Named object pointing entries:
= = = = = = =

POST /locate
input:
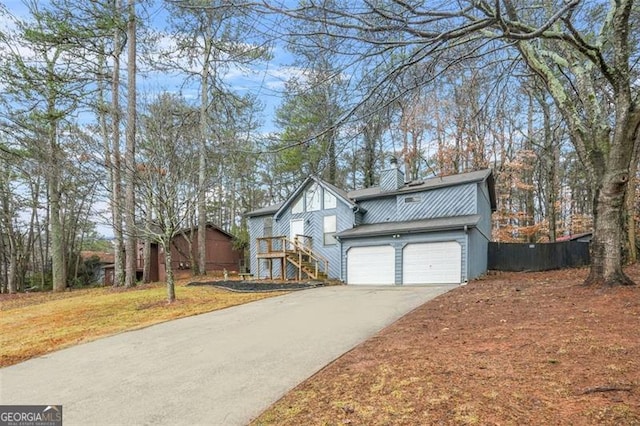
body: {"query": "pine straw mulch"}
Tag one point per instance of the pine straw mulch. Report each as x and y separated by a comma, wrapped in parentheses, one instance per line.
(509, 349)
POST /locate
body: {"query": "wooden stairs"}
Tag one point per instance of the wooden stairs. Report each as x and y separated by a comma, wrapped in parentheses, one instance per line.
(308, 264)
(297, 252)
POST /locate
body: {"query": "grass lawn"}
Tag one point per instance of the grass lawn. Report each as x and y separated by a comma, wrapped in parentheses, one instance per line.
(510, 349)
(37, 323)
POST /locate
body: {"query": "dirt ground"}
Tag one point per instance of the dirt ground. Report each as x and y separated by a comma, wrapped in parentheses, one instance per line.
(509, 349)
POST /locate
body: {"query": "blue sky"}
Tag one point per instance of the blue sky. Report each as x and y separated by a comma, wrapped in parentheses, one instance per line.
(265, 80)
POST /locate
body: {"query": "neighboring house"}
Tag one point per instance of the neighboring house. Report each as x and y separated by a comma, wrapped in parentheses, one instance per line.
(420, 232)
(95, 263)
(220, 255)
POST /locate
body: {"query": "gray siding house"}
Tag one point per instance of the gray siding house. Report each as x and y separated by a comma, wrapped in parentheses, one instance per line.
(434, 231)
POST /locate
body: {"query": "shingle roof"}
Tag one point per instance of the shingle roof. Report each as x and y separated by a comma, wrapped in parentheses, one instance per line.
(435, 182)
(353, 197)
(264, 210)
(387, 228)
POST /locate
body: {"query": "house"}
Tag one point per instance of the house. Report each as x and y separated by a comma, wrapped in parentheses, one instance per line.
(419, 232)
(221, 255)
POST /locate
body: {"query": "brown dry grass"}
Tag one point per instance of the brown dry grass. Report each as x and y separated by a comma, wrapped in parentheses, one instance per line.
(37, 323)
(511, 349)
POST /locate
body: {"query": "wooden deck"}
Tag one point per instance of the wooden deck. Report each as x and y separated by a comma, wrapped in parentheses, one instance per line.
(296, 252)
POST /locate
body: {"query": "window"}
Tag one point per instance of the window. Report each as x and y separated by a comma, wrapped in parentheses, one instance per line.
(313, 198)
(267, 230)
(298, 206)
(329, 200)
(329, 230)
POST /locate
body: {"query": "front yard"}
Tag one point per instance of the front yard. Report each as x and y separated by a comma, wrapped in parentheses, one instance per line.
(510, 349)
(37, 323)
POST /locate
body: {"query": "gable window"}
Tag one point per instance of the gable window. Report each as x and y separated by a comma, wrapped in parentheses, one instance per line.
(330, 201)
(267, 230)
(313, 198)
(298, 206)
(329, 230)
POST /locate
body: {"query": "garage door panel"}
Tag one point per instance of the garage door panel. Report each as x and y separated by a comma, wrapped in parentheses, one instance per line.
(371, 265)
(432, 263)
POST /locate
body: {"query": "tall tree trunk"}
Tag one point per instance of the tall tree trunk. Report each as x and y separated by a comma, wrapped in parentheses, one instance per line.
(202, 155)
(606, 246)
(115, 169)
(630, 206)
(146, 254)
(131, 252)
(171, 291)
(58, 264)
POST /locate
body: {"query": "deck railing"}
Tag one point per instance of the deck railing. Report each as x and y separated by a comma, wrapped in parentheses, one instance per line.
(272, 245)
(297, 251)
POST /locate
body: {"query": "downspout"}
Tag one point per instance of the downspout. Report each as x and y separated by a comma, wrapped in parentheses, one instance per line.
(466, 237)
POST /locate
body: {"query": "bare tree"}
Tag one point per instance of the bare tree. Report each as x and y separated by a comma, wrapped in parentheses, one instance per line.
(166, 177)
(583, 54)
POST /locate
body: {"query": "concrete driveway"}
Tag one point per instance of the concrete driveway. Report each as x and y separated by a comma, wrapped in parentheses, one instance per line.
(220, 368)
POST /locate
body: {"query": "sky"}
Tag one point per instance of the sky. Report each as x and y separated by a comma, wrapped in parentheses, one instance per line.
(265, 80)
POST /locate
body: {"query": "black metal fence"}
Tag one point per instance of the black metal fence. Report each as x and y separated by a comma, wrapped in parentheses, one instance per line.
(538, 257)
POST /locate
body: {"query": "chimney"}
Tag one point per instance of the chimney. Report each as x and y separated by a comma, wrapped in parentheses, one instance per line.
(392, 178)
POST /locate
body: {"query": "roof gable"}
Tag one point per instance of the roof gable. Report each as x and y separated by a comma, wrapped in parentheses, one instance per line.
(353, 197)
(335, 191)
(429, 184)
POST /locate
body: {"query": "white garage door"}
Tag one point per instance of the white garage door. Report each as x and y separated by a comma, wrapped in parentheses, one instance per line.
(432, 263)
(371, 265)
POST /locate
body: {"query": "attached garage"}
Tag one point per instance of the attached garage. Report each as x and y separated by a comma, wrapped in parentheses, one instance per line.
(371, 265)
(432, 263)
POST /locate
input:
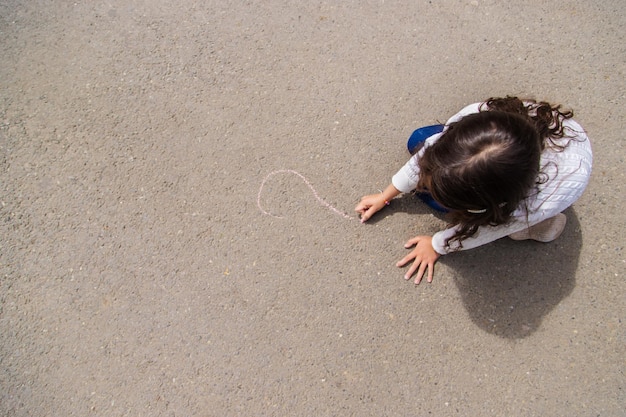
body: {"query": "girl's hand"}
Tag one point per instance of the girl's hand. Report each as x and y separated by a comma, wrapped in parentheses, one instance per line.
(369, 205)
(423, 256)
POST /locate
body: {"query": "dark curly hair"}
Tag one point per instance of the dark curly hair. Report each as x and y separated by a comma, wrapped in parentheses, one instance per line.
(484, 165)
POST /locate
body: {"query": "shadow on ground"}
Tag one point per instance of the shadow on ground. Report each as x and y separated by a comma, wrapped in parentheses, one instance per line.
(508, 287)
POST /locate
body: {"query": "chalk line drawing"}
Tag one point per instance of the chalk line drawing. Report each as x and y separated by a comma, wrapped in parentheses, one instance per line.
(308, 184)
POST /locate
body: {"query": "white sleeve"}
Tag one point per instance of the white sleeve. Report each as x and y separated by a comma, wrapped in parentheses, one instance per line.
(568, 173)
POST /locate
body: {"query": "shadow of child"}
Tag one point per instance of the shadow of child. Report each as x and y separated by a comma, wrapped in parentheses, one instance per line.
(508, 286)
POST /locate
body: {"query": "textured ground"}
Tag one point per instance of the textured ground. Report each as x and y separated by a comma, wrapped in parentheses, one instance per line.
(140, 277)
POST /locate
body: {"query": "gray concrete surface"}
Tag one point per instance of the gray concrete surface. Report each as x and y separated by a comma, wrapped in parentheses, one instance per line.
(139, 277)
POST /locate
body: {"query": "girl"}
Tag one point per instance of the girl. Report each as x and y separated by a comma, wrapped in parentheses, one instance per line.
(505, 167)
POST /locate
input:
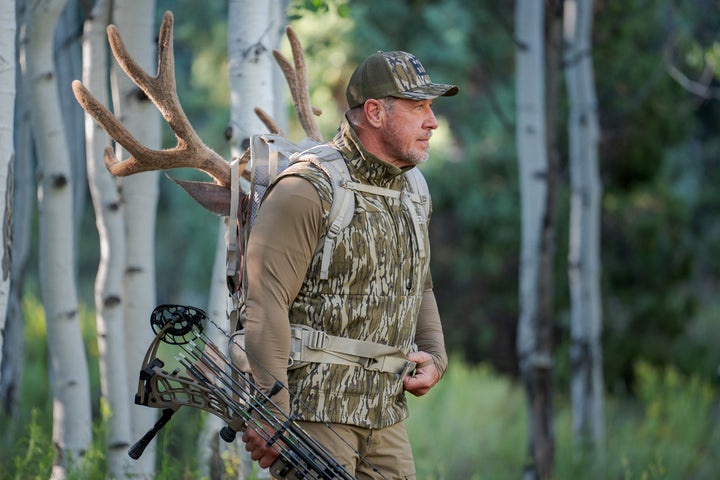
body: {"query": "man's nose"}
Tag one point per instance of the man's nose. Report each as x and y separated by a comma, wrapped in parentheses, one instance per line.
(431, 121)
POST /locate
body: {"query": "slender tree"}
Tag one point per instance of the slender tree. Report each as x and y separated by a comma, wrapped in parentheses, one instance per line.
(585, 205)
(135, 19)
(71, 405)
(253, 75)
(7, 152)
(111, 227)
(534, 335)
(23, 205)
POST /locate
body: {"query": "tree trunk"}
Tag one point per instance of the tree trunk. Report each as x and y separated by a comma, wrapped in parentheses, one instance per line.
(586, 386)
(110, 224)
(72, 426)
(23, 205)
(68, 61)
(135, 21)
(253, 75)
(534, 344)
(7, 152)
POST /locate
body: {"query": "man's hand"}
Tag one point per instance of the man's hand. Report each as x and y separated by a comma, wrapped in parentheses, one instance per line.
(425, 376)
(257, 446)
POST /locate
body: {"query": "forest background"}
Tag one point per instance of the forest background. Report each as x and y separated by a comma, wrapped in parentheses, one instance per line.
(659, 162)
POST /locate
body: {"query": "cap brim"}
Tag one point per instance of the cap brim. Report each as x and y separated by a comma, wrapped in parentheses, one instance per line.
(428, 92)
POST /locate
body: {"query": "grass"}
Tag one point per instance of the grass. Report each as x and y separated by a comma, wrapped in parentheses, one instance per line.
(472, 425)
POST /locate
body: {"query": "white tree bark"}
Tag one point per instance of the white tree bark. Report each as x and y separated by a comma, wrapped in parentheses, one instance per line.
(534, 356)
(111, 228)
(584, 250)
(68, 62)
(71, 406)
(135, 21)
(23, 206)
(7, 152)
(251, 66)
(253, 81)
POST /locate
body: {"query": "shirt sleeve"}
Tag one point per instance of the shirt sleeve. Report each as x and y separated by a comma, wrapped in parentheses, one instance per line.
(286, 232)
(428, 334)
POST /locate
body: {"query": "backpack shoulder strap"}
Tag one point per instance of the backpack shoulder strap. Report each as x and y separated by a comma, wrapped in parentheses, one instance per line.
(331, 161)
(417, 201)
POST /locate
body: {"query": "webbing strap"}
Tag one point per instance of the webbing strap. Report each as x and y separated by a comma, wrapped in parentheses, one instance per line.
(372, 189)
(313, 346)
(231, 239)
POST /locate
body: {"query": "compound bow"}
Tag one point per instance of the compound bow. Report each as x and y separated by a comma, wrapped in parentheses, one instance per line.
(212, 383)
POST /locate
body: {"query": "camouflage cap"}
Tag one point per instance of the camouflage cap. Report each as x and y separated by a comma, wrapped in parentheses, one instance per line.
(393, 74)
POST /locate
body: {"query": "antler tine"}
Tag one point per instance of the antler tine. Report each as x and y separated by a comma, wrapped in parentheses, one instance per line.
(297, 81)
(190, 151)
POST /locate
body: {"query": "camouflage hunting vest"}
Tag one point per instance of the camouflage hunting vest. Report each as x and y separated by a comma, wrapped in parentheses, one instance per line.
(373, 293)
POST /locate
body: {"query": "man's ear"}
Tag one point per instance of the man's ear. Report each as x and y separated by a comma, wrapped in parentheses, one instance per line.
(374, 112)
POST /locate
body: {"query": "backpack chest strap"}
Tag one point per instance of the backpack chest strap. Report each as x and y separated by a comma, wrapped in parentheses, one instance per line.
(313, 346)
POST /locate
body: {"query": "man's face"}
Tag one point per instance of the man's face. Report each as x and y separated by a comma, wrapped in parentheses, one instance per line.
(408, 130)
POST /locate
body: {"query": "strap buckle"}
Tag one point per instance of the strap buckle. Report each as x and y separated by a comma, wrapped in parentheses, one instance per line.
(315, 339)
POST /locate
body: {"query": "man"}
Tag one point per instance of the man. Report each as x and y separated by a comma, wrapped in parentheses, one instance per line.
(378, 290)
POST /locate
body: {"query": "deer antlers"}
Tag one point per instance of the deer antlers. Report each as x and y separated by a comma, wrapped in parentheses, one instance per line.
(190, 150)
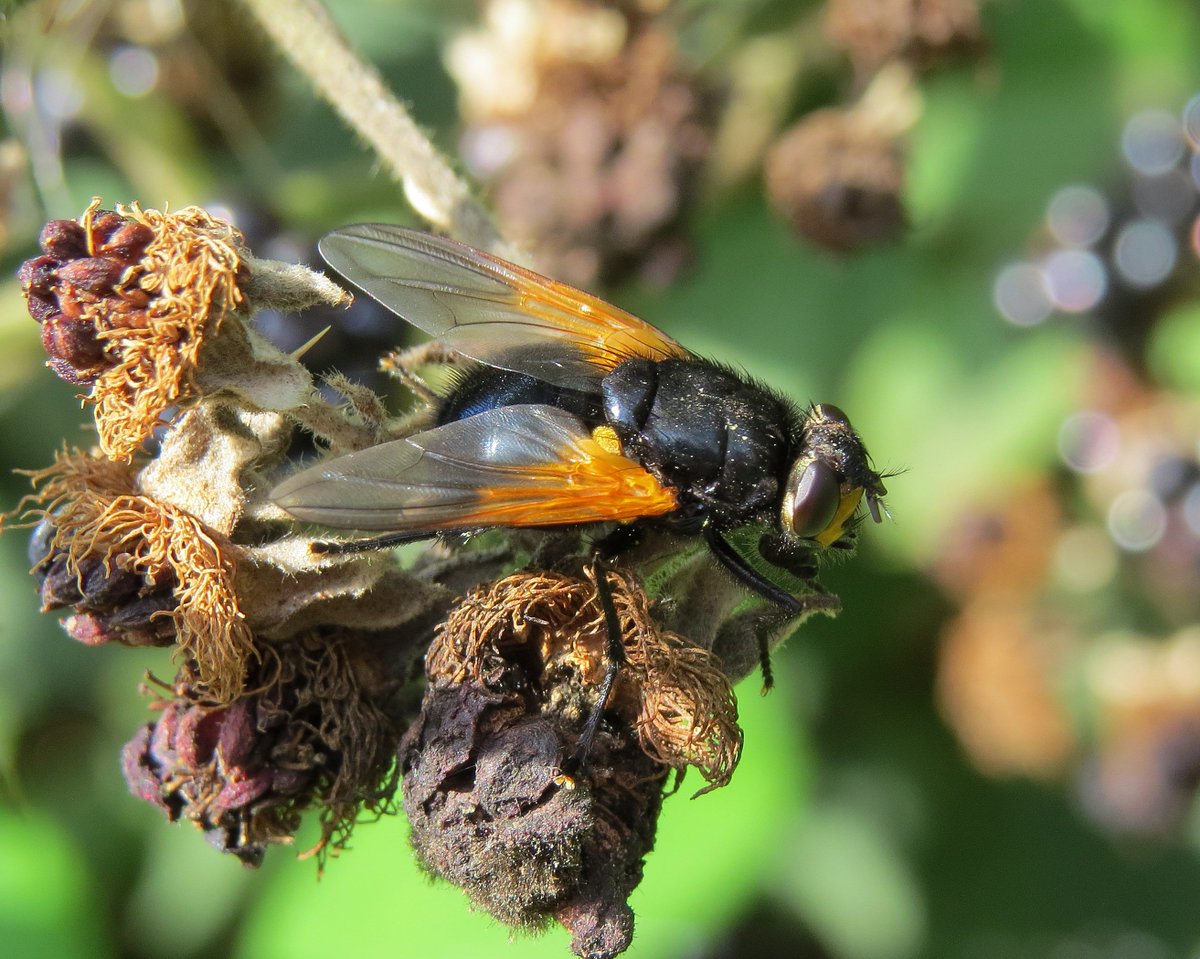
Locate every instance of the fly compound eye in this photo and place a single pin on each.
(831, 413)
(813, 502)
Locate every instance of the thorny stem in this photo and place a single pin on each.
(304, 30)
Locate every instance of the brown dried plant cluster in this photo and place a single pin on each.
(597, 126)
(299, 672)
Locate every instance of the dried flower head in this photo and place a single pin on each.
(120, 545)
(318, 730)
(514, 676)
(918, 31)
(838, 180)
(126, 300)
(671, 693)
(589, 130)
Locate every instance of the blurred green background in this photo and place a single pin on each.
(991, 753)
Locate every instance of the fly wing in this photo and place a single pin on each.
(521, 466)
(490, 310)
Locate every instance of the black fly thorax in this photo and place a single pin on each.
(723, 443)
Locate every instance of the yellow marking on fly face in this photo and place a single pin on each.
(837, 527)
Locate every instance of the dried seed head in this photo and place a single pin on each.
(125, 300)
(918, 31)
(589, 130)
(838, 180)
(514, 673)
(121, 552)
(318, 732)
(672, 693)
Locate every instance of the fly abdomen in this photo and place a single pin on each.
(485, 388)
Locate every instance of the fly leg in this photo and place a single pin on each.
(750, 577)
(402, 365)
(615, 655)
(335, 546)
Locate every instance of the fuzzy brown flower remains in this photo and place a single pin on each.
(501, 801)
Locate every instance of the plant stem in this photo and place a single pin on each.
(305, 31)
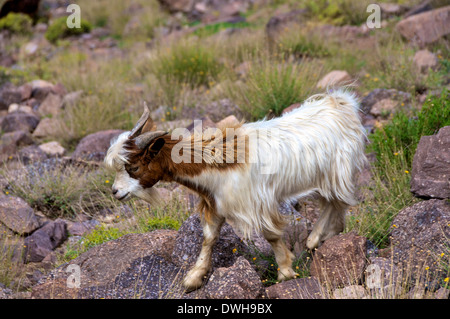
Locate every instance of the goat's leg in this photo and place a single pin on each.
(282, 255)
(331, 222)
(211, 231)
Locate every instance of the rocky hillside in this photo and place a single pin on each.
(65, 93)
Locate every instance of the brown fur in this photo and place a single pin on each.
(150, 166)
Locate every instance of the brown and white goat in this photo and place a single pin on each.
(316, 148)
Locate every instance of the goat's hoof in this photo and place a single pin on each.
(191, 283)
(313, 241)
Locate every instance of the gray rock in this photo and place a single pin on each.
(430, 175)
(239, 281)
(189, 242)
(44, 240)
(94, 146)
(17, 215)
(19, 121)
(419, 236)
(300, 288)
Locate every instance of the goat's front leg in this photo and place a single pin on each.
(211, 231)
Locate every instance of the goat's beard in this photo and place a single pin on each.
(150, 195)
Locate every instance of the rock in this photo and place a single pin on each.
(341, 260)
(30, 154)
(47, 127)
(17, 138)
(94, 146)
(9, 94)
(51, 105)
(17, 215)
(81, 228)
(300, 288)
(44, 240)
(189, 242)
(425, 27)
(41, 88)
(430, 175)
(380, 94)
(72, 97)
(334, 78)
(19, 121)
(351, 292)
(229, 121)
(419, 236)
(102, 266)
(282, 22)
(383, 107)
(425, 60)
(52, 149)
(240, 281)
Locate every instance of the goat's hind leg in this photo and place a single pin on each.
(211, 231)
(283, 256)
(331, 222)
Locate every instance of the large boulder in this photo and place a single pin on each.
(19, 121)
(103, 265)
(341, 260)
(300, 288)
(44, 240)
(240, 281)
(189, 243)
(419, 238)
(94, 146)
(430, 175)
(426, 27)
(17, 215)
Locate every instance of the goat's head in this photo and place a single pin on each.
(131, 155)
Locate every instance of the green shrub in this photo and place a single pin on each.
(16, 23)
(404, 132)
(59, 29)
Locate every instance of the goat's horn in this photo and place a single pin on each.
(142, 141)
(140, 124)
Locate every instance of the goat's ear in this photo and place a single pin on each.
(156, 147)
(144, 140)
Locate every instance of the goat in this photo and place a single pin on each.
(317, 149)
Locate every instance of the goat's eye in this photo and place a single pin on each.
(132, 169)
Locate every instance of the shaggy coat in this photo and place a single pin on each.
(316, 148)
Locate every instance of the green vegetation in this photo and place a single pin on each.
(16, 23)
(58, 29)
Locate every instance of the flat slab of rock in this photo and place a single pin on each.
(341, 260)
(300, 288)
(17, 215)
(430, 175)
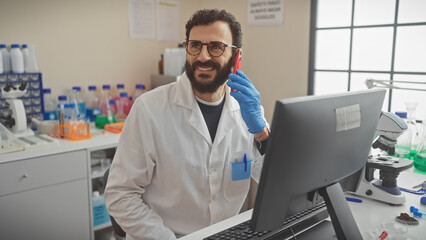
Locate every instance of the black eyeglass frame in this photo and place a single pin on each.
(224, 46)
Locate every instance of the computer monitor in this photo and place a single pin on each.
(315, 142)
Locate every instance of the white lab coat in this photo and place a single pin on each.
(167, 176)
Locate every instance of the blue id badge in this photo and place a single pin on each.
(241, 170)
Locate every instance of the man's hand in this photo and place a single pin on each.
(249, 99)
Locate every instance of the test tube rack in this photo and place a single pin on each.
(33, 98)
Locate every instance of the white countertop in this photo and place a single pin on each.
(99, 138)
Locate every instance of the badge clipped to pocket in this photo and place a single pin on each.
(241, 170)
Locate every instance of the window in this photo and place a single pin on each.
(356, 40)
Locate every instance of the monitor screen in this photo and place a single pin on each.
(315, 142)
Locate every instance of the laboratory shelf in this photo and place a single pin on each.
(102, 226)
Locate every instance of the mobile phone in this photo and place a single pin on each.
(238, 61)
(237, 64)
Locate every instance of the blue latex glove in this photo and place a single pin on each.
(249, 99)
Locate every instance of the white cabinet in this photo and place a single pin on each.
(100, 160)
(46, 193)
(45, 197)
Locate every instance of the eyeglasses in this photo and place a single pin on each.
(215, 48)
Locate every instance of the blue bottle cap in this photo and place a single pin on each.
(401, 114)
(62, 98)
(140, 86)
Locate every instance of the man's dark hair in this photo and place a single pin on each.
(209, 16)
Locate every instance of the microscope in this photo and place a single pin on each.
(17, 120)
(384, 189)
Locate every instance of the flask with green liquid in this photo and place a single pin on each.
(420, 159)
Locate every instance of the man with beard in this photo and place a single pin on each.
(188, 149)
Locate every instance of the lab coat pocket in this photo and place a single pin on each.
(237, 181)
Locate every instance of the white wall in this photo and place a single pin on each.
(86, 42)
(275, 58)
(82, 42)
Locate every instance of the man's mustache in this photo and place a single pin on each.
(209, 63)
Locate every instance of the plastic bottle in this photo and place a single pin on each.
(100, 214)
(123, 107)
(113, 106)
(17, 59)
(92, 104)
(26, 54)
(50, 105)
(6, 58)
(105, 97)
(79, 102)
(62, 101)
(411, 122)
(1, 62)
(31, 65)
(119, 89)
(140, 89)
(403, 145)
(420, 159)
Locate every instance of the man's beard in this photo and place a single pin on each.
(211, 86)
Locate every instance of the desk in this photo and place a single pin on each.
(369, 216)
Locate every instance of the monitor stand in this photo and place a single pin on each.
(341, 216)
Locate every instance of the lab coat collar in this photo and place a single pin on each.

= = = = = = =

Copy only the stretch running from the line containing "Locate every instance of the monitor screen" to the final line of the entries, both ends included, exactly as it stands.

Locate every instance of the monitor screen in this photo and place a single pin on each.
(315, 142)
Locate every instance of the laboratory shelf in this photo and place a single pin on each.
(102, 226)
Locate every instance of the mobile phone in this photo and place a single pin on each.
(238, 61)
(237, 64)
Locate every instance of the blue latex glove in this photo and place a single pin on each.
(249, 99)
Locate every instance of the white cabinet in this photo and place a single pin on each.
(100, 160)
(46, 193)
(45, 197)
Locate every instance of the eyeglasses in this photo and place a single pin on each.
(215, 48)
Locate every instance of the blue bottle cap in this photo and place a single pin on each.
(401, 114)
(62, 98)
(140, 86)
Locate every instance of the man's dark hair in this photo and place a single pin on each.
(209, 16)
Locate every instance of the microscope in this photo and place a single pin on each.
(17, 120)
(384, 189)
Locate every instance of the flask with green liquid in this photo and place a single pin on each.
(420, 159)
Locate every instance of the man with beard in this photo and place a single pin on each.
(188, 149)
Locate every instance of the lab coat pocket in this photo and place a single pin on each.
(237, 181)
Locate every instance of the white wall in this photo and place a single pin on each.
(86, 42)
(275, 58)
(82, 42)
Locate every instance of the man's mustache in this photo and place a single pin on each.
(209, 63)
Locate every instance of the plastic bottle in this photo and place a single pin on each.
(100, 214)
(123, 107)
(113, 106)
(17, 59)
(92, 104)
(26, 54)
(50, 105)
(6, 58)
(105, 97)
(79, 102)
(62, 101)
(411, 122)
(1, 62)
(31, 65)
(119, 89)
(140, 89)
(403, 145)
(420, 159)
Locate every instance of the man's beard in this photo and place a single pin on each.
(211, 86)
Locate every instance of the desk in this photo and place a single pin on each.
(369, 216)
Locate every instance of the monitor stand in this photo and place a single pin on each.
(341, 216)
Locate every instance of the lab coat collar in this photo and place a single pin on each.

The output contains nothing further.